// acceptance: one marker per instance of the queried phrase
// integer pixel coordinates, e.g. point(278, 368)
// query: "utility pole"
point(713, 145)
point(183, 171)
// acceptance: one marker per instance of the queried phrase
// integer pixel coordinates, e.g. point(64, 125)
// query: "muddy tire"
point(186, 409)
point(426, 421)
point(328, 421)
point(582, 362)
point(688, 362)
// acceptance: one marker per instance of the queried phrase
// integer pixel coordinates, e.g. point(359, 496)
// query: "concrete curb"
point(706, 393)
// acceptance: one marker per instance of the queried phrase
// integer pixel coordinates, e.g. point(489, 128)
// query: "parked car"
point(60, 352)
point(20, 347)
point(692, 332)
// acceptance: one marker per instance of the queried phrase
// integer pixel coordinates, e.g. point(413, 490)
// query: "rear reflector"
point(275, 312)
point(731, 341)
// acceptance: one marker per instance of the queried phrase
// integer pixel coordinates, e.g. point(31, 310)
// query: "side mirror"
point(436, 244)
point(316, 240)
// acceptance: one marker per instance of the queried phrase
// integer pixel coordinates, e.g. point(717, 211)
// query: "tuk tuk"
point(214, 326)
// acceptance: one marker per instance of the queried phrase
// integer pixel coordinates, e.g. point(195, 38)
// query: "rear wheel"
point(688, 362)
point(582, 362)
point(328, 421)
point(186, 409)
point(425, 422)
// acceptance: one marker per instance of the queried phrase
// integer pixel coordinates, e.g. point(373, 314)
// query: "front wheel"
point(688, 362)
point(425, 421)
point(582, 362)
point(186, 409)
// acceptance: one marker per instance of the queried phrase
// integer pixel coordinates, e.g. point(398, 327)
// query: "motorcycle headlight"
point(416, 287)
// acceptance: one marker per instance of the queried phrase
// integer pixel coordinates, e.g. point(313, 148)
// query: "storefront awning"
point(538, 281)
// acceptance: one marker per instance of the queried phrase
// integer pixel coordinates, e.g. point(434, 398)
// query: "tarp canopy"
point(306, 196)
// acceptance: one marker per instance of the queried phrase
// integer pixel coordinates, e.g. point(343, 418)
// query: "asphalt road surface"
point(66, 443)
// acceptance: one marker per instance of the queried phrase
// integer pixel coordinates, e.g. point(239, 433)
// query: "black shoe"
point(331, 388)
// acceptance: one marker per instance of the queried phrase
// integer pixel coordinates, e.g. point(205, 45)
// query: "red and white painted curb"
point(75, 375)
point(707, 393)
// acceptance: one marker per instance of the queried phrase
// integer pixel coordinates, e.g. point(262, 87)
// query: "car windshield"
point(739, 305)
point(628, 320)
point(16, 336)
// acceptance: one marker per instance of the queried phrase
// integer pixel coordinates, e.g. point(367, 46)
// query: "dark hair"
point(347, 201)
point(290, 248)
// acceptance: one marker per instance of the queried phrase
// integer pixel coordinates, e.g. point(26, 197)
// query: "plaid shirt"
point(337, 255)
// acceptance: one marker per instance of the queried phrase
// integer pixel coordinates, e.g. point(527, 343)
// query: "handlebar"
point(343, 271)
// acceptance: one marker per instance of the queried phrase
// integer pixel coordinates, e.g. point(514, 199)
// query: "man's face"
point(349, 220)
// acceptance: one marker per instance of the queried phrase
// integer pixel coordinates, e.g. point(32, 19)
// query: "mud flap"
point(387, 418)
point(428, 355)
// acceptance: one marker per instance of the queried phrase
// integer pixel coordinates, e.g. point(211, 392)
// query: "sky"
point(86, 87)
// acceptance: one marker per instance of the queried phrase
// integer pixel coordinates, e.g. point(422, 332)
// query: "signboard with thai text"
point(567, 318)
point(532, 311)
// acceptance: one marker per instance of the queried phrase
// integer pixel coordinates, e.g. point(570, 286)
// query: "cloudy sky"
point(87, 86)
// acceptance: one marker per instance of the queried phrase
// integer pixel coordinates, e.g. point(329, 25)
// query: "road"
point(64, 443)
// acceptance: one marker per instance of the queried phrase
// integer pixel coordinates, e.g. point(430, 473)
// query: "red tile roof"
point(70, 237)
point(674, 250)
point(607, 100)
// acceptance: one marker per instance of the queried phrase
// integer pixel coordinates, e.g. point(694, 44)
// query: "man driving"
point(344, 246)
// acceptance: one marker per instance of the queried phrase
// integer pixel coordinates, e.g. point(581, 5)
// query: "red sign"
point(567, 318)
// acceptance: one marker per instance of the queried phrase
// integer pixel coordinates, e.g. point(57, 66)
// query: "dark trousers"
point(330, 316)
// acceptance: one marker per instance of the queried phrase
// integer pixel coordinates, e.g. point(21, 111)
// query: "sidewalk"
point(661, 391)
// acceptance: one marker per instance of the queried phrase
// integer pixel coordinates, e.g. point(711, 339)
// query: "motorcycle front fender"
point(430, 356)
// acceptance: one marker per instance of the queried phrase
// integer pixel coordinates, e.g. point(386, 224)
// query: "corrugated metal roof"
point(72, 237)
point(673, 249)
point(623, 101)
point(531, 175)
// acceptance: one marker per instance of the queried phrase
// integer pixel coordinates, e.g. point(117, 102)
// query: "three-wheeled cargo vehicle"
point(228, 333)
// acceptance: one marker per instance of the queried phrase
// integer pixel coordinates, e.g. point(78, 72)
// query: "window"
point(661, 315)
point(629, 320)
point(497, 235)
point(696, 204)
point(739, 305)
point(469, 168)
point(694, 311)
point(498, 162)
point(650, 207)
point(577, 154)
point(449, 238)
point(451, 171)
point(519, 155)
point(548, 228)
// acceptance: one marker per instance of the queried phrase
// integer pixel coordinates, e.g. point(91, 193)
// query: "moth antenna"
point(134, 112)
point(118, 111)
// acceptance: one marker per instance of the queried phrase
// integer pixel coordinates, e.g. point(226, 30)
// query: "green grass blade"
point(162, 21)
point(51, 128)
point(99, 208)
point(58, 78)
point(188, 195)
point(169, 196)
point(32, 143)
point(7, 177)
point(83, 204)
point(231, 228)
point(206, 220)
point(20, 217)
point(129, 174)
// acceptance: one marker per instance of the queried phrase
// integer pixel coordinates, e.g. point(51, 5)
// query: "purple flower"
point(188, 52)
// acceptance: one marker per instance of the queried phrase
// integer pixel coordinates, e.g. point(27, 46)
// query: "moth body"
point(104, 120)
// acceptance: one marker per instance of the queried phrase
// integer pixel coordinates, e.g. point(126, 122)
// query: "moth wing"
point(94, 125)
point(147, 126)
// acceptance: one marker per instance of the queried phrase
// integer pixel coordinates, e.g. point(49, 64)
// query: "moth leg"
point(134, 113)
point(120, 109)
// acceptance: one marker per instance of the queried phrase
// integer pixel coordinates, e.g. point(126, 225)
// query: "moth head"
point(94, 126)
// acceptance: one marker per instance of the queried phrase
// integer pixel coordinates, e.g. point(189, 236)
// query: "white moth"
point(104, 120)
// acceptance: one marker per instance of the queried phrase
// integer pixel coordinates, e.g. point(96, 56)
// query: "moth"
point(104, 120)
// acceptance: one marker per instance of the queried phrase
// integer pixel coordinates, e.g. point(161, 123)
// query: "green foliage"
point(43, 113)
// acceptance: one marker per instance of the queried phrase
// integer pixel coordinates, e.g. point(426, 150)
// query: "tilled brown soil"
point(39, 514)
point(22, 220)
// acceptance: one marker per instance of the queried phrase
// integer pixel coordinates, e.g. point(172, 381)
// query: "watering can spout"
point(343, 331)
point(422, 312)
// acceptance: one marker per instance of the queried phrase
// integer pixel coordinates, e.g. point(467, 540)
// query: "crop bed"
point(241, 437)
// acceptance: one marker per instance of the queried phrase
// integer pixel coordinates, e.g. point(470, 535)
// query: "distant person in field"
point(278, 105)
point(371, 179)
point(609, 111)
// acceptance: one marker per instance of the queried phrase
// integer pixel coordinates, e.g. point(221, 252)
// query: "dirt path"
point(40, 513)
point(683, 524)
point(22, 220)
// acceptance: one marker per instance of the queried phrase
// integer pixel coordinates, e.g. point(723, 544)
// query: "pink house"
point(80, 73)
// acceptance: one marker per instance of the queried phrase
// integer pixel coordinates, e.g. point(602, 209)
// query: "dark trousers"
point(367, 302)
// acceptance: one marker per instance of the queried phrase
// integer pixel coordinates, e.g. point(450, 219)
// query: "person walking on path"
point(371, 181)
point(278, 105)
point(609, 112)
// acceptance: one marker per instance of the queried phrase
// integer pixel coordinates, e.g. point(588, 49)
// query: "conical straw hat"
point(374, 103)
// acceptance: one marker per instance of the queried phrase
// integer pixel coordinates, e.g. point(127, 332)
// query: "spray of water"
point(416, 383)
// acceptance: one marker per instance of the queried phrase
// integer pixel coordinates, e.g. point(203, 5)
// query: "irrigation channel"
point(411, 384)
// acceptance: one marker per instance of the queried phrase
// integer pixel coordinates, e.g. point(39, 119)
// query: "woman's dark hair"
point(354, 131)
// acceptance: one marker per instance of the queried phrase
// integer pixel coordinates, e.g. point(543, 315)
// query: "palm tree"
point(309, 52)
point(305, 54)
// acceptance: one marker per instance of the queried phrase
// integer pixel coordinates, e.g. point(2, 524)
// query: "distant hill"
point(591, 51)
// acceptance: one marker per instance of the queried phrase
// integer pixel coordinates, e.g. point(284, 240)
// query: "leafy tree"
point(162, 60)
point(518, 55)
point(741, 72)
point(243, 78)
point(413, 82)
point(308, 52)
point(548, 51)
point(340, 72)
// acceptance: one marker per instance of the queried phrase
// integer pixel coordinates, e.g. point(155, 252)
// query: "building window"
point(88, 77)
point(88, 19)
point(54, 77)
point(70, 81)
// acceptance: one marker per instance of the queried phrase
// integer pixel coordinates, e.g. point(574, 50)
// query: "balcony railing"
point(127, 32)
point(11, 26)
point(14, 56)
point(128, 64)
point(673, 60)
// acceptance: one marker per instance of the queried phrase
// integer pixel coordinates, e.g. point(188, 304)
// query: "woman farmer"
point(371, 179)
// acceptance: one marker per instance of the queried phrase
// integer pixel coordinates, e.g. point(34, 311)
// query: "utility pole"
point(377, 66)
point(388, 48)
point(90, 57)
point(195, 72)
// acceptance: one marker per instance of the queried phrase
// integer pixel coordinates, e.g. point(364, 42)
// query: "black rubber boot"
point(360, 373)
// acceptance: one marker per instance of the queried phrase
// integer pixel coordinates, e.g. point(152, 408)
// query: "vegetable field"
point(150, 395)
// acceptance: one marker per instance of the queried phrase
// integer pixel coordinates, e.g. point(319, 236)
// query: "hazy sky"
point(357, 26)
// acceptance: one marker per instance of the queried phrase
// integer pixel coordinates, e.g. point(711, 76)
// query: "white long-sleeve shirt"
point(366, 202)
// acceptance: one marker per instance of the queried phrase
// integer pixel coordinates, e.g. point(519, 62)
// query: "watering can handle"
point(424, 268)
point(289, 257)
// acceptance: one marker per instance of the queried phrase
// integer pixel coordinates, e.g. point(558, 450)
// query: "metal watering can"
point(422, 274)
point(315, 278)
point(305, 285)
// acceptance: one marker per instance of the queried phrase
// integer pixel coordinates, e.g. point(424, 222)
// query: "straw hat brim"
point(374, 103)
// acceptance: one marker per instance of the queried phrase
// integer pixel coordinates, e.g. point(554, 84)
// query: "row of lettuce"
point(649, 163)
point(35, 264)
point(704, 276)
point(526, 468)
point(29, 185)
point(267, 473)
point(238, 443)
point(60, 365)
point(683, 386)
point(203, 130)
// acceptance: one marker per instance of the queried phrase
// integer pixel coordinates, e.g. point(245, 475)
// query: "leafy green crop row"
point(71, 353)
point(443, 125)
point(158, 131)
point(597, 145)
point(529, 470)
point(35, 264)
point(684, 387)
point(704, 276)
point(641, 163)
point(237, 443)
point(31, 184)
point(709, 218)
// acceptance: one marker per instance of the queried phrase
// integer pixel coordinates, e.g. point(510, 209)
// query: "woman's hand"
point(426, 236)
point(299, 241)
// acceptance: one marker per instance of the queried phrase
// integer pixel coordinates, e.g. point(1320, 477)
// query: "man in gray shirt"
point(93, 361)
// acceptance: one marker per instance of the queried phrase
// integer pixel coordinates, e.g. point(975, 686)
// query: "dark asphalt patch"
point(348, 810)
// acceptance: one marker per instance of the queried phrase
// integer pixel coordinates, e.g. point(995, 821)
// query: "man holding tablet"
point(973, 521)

● ● ● ●

* **TO DO**: From the listing above, return the lines starting at the one with "e.g. point(78, 72)" and ending at the one with "e.g. point(49, 64)", both kept, exactly as they appear and nothing more.

* **ANSWER SECTION**:
// integer pixel coordinates, e.g. point(78, 72)
// query: "window"
point(661, 315)
point(629, 320)
point(497, 235)
point(696, 204)
point(739, 305)
point(469, 168)
point(694, 311)
point(498, 162)
point(650, 207)
point(577, 154)
point(449, 238)
point(451, 171)
point(519, 155)
point(548, 228)
// acceptance: one marker per instance of the queried phrase
// integer pixel coordinates, e.g. point(91, 193)
// query: "moth antenna"
point(134, 112)
point(118, 111)
// acceptance: one marker per instance of the queried phrase
// integer pixel coordinates, e.g. point(226, 30)
// query: "green grass blade"
point(162, 21)
point(51, 128)
point(99, 208)
point(58, 78)
point(188, 195)
point(169, 196)
point(32, 143)
point(7, 177)
point(83, 204)
point(231, 228)
point(206, 220)
point(20, 217)
point(129, 174)
// acceptance: one marker per instance of the queried phrase
// integer pixel coordinates, e.g. point(51, 5)
// query: "purple flower"
point(188, 52)
// acceptance: one marker per instance of the queried phrase
// integer pixel coordinates, e.g. point(27, 46)
// query: "moth body"
point(104, 120)
// acceptance: one marker per instance of the queried phrase
// integer pixel coordinates, e.g. point(126, 122)
// query: "moth wing"
point(94, 125)
point(147, 126)
// acceptance: one marker per instance of the queried phrase
// integer pixel coordinates, e.g. point(49, 64)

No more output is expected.